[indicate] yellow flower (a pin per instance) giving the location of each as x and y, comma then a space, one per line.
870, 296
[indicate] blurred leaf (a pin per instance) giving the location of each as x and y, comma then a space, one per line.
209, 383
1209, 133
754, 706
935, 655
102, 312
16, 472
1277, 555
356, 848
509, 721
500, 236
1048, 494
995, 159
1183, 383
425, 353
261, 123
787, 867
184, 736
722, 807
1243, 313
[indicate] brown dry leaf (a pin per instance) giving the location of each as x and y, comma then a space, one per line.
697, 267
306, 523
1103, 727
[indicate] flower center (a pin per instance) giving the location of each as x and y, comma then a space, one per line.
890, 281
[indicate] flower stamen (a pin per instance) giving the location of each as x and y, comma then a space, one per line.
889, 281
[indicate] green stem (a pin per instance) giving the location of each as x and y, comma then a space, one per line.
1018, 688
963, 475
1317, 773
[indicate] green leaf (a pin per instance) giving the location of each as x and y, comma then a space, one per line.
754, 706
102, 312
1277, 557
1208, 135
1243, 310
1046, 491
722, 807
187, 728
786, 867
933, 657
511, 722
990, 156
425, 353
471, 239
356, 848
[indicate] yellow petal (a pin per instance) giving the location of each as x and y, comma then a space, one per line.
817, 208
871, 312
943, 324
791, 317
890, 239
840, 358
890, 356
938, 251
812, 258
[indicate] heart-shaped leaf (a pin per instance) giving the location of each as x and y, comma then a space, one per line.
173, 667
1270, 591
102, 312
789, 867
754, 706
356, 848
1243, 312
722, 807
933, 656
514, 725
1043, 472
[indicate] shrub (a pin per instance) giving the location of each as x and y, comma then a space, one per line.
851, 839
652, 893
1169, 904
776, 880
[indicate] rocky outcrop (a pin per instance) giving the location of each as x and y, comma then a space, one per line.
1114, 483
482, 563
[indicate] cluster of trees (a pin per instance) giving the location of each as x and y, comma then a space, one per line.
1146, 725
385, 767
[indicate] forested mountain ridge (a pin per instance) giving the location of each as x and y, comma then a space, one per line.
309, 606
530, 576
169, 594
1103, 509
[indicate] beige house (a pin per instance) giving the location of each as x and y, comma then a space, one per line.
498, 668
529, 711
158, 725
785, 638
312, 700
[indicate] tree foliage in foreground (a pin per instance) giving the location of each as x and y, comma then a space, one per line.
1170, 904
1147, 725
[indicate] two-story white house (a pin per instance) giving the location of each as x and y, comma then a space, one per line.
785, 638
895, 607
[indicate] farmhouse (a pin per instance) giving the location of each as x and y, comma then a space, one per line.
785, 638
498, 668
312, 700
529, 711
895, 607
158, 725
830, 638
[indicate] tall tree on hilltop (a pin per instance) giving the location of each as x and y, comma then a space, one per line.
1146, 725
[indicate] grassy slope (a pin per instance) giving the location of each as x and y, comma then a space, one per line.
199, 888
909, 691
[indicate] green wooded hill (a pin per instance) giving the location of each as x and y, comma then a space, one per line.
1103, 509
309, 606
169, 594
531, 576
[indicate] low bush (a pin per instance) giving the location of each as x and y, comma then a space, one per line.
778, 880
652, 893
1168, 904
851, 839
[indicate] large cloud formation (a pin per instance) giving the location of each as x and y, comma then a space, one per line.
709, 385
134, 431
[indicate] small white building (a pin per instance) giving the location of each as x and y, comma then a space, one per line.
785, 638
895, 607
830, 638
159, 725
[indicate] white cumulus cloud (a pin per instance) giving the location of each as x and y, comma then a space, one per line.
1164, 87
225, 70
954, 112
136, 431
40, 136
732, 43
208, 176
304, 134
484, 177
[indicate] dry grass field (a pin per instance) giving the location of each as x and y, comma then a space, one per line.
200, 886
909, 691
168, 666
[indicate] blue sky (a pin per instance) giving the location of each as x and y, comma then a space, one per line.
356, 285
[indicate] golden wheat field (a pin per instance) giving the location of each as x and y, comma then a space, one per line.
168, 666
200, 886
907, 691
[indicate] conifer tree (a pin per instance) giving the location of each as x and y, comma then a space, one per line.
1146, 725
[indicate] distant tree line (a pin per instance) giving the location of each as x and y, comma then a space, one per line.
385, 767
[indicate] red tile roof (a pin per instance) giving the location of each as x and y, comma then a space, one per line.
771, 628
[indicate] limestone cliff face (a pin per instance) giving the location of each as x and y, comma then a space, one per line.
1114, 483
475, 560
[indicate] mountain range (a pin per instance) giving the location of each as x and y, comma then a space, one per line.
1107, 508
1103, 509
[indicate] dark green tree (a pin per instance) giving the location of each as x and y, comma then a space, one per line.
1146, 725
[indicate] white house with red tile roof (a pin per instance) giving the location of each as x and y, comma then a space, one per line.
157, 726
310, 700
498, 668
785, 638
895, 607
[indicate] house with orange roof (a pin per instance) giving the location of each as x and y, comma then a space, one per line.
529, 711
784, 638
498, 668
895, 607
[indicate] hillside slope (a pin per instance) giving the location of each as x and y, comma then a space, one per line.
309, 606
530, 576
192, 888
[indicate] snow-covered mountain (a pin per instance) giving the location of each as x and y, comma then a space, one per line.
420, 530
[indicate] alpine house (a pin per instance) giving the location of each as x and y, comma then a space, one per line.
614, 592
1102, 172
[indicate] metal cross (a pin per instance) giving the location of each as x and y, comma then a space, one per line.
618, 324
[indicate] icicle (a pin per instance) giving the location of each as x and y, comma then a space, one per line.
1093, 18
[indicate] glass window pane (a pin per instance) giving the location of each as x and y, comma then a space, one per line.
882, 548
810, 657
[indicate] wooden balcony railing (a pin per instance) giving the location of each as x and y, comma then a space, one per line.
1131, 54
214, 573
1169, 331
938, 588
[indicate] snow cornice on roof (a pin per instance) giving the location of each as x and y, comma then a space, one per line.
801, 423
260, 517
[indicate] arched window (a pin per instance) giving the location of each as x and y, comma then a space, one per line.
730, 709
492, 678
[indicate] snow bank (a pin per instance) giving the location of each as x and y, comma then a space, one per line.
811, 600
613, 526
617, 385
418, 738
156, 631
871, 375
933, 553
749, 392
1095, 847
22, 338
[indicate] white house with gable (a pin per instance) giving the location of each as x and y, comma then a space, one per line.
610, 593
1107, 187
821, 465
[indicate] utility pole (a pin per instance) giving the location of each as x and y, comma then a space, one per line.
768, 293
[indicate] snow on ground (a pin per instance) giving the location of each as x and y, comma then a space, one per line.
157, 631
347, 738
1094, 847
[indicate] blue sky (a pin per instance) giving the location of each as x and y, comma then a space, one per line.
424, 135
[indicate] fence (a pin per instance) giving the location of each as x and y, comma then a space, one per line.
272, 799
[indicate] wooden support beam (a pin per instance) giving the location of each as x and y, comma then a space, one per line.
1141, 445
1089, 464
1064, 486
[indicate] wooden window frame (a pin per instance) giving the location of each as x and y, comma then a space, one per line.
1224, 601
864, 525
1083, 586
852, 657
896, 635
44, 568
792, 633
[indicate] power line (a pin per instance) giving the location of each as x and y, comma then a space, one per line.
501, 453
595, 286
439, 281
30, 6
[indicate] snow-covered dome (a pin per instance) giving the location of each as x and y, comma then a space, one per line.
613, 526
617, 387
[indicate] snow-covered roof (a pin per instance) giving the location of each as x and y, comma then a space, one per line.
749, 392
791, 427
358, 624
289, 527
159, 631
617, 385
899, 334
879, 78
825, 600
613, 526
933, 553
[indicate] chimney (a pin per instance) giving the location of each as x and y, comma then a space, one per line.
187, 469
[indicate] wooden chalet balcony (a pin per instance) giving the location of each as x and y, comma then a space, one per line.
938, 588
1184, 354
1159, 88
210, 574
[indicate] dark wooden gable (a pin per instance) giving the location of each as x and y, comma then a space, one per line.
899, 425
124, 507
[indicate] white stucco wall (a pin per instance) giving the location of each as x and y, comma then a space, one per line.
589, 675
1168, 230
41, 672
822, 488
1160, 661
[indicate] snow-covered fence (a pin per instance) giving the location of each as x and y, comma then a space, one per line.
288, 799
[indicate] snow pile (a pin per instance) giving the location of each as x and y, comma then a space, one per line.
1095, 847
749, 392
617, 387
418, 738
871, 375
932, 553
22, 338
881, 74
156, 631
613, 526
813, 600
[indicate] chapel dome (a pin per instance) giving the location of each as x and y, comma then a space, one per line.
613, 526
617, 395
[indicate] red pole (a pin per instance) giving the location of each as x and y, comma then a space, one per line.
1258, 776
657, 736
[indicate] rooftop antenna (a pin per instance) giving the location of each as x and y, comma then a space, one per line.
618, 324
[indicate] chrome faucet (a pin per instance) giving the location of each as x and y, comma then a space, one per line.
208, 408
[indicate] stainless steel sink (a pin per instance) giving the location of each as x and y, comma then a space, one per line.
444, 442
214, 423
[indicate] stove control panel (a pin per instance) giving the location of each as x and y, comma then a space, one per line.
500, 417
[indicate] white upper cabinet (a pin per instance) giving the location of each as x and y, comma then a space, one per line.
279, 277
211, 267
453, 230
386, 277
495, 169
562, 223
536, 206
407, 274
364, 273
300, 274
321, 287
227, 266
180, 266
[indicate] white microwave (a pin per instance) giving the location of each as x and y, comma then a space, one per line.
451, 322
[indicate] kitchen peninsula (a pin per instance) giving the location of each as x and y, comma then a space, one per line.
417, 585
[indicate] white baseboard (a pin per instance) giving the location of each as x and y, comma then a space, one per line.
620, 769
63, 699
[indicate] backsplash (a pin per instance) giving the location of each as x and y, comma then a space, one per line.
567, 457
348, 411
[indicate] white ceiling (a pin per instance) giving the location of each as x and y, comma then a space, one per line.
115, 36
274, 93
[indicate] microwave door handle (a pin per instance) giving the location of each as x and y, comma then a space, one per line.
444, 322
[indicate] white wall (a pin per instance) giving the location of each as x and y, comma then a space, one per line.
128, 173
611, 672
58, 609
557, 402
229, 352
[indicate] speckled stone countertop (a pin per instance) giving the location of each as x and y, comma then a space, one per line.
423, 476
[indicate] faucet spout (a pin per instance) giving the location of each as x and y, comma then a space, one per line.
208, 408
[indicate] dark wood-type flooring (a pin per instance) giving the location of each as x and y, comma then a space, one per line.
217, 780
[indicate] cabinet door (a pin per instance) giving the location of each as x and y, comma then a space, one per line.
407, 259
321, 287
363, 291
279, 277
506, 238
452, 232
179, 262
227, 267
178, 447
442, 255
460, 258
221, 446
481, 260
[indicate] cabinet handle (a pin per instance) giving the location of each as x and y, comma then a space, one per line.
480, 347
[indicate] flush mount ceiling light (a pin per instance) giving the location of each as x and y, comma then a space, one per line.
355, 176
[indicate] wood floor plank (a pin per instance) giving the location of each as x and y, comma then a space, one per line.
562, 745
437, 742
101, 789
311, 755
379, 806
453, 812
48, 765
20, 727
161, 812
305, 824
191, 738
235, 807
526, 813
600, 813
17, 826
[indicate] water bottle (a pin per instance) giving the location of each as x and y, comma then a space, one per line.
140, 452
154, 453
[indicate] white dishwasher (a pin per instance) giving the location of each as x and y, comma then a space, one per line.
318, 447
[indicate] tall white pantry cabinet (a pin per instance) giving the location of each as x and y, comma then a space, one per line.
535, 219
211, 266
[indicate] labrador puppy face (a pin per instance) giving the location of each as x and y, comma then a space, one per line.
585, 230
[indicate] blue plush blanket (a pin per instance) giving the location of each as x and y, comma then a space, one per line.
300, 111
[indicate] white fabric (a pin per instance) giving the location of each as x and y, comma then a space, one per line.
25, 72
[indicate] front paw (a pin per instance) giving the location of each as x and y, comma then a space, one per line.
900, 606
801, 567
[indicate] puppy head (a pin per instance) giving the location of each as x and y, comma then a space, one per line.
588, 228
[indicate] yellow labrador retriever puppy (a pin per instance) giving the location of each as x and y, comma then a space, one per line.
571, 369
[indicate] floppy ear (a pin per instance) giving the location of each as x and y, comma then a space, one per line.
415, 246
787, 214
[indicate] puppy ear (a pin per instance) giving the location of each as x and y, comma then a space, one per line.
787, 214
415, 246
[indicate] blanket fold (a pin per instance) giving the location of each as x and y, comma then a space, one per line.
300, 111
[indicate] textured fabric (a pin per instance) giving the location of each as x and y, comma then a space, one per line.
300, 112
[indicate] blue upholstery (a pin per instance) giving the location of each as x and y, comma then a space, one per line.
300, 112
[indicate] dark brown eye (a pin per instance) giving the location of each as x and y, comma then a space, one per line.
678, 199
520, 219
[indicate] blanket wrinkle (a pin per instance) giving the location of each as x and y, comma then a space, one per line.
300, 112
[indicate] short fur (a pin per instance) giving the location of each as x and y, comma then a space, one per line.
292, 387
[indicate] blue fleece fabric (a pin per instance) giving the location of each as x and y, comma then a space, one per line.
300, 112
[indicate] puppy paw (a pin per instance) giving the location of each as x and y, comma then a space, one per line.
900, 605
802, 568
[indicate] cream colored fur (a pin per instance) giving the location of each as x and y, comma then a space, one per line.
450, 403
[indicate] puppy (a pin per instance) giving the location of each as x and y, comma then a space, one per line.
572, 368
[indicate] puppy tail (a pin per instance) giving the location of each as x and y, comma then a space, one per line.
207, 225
###
Beginning at the line that holds "[indicate] dark brown", write out word for word each line through the end of the records.

■ The output
[indicate] dark brown eye (a pin per instance) giving the location of each as x and y, comma then a space, one per line.
678, 199
520, 219
[indicate] blanket wrinkle (a pin per instance) giving the location of each as x and y, comma then a space, one per line.
300, 112
[indicate] short fur (a pin per instance) giving the location of each as x and y, comma then a space, one per line.
292, 387
[indicate] blue fleece fabric (a pin per instance) giving the location of each as x and y, comma then a space, one per line.
300, 112
[indicate] puppy paw (a pin per instance) giving the location of each as x and y, comma then a space, one per line.
900, 605
802, 568
[indicate] cream colored fur (a pin per instance) giving the location of each as x and y, comma then a space, one per line.
450, 403
[indicate] puppy (a pin per instance) giving the location of each as x and y, comma then a space, one per line.
572, 368
[indicate] puppy tail (a pin per instance) giving the location of each as x and y, comma then a space, one per line.
207, 225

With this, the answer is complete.